[Document excerpt]
“Burada dil farklı çünkü Amerika’dayım,” is the favorite quote of one of the Upper School’s newest faculty members — US Math Teacher Paul McInerney. Turkish for “The language is different here because I’m in America,” McInerney — Mr. Mac to students — learned this sentence during his nine years teaching abroad in both Turkey and China.
Like his travels, McInerney’s teaching story is one of great variety. In 2009, he was teaching in Colorado when he heard of the Fulbright Teacher Exchange Program and acquired a scholarship to teach in England.

“You basically swap lives for a year…I’m talking everything from your car, they drive your car, they have your pets, they teach your classes. They have your life. You have their life,” he said. But at the age of 26, only five weeks before he was set to leave, he had a medical emergency and was no longer able to attend.
“That just stuck with me for a lot of years. You know, I was going to live overseas, and it didn’t happen,” McInerney said. “I never really forgot about it but wasn’t sure how and when I was going to get around [to] that again.”
Surprisingly, a vacation to Hawai’i in 2010 was how he got around to that again. That trip reignited his dreams to teach abroad, and after months of interviews, he landed a two-year contract for a job in Turkey at Darüşşafaka (pronounced Dah-ROOSH-shah-FAH-kah) High School, which translates to “Home of Compassion.” During his time there, he met his wife, a physics teacher at the same school.
[/Document excerpt]
- _Exercise requirements_:
(a) Answer these questions from the teacher profile, marking each answer to match:
(i) In which two countries did McInerney teach during his nine years abroad?
(ii) How old was he when a medical emergency kept him from the Fulbright exchange?
(iii) What is the English translation of the school name Darüşşafaka?
(b) Carry the teacher profile forward, picking up after its last sentence.
The entries have nothing to do with the teacher profile or its tasks.
[Input data]
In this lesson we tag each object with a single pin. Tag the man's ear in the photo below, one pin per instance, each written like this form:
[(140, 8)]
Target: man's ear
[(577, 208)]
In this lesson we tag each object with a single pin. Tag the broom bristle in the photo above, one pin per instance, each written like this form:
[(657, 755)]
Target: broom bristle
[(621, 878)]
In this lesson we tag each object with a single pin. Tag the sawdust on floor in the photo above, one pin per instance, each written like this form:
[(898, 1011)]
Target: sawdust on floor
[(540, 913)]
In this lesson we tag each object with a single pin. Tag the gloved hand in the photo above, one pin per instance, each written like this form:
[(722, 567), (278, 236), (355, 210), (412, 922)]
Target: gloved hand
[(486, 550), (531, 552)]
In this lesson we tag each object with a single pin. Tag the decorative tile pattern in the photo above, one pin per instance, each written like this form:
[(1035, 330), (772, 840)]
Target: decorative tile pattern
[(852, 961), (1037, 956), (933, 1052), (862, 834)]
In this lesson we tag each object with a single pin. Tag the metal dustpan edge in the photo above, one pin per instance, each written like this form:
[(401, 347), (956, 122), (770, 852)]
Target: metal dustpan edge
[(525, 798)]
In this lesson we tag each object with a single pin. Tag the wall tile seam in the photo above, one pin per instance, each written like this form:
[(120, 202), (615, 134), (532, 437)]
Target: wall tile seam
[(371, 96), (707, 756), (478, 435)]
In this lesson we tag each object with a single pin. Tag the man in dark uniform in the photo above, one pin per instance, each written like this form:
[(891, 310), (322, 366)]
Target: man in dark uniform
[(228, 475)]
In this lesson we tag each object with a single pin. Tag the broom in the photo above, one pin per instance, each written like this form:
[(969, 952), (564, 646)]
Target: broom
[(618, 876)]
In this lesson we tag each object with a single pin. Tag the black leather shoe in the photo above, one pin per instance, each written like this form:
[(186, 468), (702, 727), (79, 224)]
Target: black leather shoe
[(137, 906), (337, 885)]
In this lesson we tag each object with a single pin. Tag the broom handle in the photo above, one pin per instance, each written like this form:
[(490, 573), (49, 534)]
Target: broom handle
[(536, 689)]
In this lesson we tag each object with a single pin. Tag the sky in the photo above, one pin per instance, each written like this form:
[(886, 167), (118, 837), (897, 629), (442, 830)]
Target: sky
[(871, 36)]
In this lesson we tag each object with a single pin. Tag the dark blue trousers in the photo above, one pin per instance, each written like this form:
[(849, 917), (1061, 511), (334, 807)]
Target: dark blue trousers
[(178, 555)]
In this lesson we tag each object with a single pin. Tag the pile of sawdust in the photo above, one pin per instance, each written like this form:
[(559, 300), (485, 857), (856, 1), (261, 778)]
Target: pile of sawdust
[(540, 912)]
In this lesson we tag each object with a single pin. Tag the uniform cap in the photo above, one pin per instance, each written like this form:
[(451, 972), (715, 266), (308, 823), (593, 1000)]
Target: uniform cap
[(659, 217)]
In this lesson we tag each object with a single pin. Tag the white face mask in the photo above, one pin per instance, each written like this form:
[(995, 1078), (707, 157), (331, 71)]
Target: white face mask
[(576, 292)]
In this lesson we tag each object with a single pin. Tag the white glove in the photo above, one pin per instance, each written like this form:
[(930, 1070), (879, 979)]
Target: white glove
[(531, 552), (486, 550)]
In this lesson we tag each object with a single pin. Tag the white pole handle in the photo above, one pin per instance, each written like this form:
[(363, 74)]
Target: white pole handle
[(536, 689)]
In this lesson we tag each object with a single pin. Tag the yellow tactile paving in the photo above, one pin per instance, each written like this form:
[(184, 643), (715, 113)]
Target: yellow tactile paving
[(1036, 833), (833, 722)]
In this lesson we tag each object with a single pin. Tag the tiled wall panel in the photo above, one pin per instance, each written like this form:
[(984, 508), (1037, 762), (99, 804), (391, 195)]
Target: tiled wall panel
[/Input data]
- _Outputs in order_:
(a)
(i) Turkey and China
(ii) 26
(iii) "Home of Compassion"

(b)
When the contract ended, his parents and twin brother were happy to see him return to the States. “They did not want to see me disappear for a decade,” McInerney said. “But when I got back to us, it was kind of like Dorothy and the Wizard of Oz when she gets back…And I fell into a bit of a depression about that. I think my family could see that.”
Once his family realized this, they encouraged him to teach abroad again. His previous position was filled, so after more interviews, he got a job as a math teacher in Suzhou, which is a seven-million-suburb in Shanghai, China. After a year of teaching in China, he returned to Turkey to finish six more years of education.
Reflecting on his first few weeks at Shorecrest, McInerney said, “I see students who are just very unique and special. It’s more of a feeling than it is anything else. It’s the kind of energy that they’ve brought that was very telling to me and had a lot to do with why I’ve decided to come here.”